Einträge aus einem Datensatz:
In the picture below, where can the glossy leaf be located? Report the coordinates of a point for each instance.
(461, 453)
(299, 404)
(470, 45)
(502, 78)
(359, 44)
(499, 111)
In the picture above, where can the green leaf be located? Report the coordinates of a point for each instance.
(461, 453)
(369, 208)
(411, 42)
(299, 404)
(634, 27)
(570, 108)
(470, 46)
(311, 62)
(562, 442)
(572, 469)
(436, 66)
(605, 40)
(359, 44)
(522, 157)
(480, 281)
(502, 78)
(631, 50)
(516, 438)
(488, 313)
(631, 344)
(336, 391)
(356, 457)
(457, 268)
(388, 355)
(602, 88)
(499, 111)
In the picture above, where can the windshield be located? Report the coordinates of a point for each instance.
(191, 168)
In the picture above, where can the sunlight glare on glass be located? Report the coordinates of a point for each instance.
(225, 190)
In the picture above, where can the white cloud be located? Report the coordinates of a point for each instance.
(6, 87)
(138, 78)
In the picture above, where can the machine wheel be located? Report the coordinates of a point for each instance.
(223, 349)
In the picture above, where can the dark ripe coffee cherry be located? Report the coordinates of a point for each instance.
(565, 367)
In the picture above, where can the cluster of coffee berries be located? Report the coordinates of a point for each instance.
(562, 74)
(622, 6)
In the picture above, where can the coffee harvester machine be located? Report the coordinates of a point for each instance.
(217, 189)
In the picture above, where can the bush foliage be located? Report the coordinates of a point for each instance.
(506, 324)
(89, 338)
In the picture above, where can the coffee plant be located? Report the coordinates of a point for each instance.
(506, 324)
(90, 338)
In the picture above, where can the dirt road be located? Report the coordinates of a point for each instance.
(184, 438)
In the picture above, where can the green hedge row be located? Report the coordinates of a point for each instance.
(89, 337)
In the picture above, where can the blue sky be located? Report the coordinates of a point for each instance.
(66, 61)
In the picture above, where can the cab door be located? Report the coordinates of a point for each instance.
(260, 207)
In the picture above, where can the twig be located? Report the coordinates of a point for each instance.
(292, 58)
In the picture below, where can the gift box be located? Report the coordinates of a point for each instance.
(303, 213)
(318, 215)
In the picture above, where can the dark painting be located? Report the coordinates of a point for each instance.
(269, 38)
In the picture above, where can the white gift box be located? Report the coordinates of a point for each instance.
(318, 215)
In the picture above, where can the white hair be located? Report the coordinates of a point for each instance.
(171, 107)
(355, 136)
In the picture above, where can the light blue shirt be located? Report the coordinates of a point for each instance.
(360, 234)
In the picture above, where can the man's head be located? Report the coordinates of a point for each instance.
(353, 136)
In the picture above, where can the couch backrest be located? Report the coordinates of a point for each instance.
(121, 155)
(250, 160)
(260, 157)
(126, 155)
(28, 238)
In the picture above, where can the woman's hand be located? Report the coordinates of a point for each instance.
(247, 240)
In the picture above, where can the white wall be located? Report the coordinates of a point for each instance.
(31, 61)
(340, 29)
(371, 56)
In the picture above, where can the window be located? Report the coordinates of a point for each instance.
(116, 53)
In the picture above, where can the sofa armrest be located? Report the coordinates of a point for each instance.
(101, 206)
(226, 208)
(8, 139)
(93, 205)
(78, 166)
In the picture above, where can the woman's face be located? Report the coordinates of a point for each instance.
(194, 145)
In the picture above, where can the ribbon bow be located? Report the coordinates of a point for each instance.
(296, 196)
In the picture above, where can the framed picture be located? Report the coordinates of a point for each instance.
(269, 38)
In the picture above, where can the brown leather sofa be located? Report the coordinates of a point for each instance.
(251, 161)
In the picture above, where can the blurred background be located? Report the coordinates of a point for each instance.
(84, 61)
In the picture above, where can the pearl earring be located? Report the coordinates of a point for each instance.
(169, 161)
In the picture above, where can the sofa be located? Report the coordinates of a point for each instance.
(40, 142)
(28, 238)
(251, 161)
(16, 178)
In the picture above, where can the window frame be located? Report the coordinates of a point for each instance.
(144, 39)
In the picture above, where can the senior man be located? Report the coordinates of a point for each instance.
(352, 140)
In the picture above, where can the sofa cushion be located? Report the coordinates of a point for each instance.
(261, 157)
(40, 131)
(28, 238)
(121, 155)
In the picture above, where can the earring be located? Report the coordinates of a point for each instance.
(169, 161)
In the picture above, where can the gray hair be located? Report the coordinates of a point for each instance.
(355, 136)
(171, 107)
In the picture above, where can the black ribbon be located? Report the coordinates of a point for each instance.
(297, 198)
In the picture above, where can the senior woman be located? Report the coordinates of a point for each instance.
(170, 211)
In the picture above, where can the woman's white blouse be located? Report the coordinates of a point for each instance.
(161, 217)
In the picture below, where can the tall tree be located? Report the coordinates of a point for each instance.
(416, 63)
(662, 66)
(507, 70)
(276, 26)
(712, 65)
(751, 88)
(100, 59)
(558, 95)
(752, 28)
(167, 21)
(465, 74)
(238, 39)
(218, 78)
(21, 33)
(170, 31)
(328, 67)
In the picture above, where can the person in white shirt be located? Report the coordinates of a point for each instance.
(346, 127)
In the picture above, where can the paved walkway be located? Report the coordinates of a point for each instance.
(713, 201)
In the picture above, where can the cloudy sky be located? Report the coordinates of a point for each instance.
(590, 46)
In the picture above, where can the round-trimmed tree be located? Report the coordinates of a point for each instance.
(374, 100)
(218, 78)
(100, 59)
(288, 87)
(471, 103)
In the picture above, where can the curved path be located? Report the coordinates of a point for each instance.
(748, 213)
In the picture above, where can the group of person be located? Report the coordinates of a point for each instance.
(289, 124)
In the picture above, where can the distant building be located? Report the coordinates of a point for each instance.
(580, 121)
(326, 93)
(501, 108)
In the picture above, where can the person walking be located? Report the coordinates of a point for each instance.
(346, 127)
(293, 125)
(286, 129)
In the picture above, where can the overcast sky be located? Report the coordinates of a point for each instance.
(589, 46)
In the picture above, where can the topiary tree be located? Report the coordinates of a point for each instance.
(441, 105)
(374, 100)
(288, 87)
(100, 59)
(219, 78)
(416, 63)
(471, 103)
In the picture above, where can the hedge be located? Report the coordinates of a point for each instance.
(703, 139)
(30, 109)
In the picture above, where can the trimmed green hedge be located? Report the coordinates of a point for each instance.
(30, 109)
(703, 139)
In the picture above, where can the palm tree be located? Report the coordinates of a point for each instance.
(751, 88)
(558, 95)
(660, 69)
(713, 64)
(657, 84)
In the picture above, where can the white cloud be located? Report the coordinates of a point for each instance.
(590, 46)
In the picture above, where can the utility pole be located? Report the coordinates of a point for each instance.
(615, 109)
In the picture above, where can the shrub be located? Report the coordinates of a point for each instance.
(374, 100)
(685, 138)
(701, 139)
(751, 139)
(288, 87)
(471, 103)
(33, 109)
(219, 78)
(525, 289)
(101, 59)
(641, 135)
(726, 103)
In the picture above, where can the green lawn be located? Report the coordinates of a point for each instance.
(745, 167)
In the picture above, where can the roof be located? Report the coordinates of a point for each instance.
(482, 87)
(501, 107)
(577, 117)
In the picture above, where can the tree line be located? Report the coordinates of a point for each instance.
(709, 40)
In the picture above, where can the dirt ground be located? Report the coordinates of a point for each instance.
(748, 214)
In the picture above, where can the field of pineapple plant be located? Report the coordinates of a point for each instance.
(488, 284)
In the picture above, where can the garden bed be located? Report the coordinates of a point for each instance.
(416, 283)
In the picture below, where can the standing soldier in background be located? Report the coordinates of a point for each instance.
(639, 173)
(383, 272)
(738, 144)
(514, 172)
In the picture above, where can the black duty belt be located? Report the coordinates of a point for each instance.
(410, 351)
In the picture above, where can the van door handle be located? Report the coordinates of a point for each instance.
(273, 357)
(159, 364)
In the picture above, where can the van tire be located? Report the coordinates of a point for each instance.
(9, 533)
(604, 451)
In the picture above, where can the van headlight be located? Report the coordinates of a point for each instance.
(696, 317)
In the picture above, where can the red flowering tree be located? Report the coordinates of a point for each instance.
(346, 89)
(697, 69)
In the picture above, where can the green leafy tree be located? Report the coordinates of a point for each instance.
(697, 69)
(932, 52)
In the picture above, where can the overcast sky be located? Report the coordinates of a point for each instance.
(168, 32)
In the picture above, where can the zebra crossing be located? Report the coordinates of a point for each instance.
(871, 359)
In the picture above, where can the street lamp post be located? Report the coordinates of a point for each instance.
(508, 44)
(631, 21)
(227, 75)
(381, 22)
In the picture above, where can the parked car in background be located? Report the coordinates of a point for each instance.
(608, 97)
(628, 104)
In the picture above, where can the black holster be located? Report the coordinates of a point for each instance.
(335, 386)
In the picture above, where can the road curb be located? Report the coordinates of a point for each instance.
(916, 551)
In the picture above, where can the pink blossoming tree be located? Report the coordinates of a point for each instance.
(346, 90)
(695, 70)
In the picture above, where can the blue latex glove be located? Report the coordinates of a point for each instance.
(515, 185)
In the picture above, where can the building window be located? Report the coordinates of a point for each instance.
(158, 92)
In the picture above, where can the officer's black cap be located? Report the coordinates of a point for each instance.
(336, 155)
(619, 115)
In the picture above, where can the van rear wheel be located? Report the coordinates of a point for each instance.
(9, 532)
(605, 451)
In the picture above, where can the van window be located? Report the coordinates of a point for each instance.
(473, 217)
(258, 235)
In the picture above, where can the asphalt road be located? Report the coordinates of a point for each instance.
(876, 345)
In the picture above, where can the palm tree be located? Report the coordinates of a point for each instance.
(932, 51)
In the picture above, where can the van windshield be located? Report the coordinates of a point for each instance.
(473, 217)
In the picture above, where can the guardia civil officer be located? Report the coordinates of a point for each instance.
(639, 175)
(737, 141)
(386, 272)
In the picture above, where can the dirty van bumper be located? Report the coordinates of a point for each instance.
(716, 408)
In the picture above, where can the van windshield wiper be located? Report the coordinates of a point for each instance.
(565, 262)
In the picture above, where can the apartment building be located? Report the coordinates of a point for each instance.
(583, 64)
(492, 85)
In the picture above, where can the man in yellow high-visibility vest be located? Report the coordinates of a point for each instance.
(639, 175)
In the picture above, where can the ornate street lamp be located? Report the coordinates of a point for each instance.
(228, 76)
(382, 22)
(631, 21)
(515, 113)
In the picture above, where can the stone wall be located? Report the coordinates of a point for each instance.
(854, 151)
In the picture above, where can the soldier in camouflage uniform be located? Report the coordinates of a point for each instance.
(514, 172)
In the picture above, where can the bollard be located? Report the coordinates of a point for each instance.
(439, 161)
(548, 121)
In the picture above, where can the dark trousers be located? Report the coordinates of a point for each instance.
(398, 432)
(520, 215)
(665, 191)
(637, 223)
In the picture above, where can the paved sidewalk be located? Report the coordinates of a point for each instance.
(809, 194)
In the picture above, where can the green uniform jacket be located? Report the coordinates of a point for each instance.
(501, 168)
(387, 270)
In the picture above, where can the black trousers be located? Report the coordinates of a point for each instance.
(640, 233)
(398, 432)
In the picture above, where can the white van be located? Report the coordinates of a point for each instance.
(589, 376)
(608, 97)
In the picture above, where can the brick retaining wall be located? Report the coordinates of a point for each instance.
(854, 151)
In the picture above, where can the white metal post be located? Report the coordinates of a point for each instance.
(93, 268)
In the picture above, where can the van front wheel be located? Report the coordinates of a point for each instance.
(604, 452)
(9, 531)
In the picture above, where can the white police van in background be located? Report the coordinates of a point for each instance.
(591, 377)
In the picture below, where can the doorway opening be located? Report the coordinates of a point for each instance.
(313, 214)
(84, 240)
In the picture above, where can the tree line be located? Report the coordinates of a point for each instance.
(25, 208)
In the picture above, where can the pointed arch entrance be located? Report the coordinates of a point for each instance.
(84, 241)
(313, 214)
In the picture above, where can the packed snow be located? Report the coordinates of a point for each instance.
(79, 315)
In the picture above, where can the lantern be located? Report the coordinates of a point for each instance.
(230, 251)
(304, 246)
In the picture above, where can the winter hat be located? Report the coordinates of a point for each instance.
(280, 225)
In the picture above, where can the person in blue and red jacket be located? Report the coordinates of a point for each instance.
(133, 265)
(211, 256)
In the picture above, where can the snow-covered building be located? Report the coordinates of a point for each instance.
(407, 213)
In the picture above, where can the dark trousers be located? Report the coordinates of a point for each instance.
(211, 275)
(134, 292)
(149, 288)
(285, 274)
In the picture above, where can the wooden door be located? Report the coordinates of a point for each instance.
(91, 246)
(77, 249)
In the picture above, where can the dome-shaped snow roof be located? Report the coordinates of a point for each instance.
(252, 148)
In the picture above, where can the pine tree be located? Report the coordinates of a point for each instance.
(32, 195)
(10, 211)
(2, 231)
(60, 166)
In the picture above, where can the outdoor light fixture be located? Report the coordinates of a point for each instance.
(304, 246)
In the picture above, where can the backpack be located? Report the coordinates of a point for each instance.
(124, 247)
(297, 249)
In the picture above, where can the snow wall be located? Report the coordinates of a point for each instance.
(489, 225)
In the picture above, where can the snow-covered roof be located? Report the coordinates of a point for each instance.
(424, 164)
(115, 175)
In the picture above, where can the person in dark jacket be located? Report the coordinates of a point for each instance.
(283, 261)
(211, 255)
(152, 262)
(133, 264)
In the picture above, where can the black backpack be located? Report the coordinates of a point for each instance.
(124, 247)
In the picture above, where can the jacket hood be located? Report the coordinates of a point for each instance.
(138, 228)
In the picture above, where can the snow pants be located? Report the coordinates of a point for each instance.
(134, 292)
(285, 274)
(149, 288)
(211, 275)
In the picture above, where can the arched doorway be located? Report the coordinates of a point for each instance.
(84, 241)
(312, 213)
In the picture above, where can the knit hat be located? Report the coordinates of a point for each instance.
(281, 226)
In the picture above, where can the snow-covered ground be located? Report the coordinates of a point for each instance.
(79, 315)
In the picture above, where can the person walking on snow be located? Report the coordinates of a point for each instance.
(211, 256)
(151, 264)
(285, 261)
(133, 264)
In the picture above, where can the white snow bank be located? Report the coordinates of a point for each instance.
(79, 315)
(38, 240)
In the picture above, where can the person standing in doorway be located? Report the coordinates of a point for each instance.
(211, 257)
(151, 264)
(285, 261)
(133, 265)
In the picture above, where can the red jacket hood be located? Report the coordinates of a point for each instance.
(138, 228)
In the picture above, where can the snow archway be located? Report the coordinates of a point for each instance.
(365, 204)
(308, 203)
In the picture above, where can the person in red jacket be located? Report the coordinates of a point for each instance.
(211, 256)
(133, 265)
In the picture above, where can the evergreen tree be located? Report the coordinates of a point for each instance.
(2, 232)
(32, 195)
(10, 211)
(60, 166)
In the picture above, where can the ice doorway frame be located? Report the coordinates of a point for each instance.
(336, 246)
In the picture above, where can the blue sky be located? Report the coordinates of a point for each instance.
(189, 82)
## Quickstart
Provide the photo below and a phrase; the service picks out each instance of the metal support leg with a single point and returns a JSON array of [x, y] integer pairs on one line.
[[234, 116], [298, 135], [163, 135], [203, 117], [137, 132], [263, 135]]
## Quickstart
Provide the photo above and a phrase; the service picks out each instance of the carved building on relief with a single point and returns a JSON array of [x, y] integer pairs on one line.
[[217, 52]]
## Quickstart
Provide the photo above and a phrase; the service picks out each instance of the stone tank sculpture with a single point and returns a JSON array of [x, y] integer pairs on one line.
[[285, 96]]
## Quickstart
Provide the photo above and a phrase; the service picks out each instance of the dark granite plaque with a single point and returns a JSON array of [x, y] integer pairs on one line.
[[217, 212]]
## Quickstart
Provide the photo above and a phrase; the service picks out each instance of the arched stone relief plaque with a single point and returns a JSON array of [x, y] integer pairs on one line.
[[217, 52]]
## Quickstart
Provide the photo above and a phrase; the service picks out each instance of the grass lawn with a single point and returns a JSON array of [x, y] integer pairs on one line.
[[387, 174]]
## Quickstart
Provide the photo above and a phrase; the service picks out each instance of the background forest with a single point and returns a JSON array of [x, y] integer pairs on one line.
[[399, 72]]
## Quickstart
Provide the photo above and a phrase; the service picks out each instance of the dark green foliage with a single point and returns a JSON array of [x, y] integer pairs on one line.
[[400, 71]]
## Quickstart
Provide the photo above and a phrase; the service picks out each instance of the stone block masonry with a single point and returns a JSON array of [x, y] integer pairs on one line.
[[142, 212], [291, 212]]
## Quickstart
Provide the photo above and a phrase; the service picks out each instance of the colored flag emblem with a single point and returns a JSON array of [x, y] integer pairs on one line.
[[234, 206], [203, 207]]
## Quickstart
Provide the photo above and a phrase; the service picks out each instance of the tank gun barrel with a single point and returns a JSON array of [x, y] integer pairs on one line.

- Aufgabendetails
Zähle die Zeilen der obigen Einträge, die die Zeichenfolge „paved“ enthalten. Gib nur die Anzahl an.

- Die Lösung
2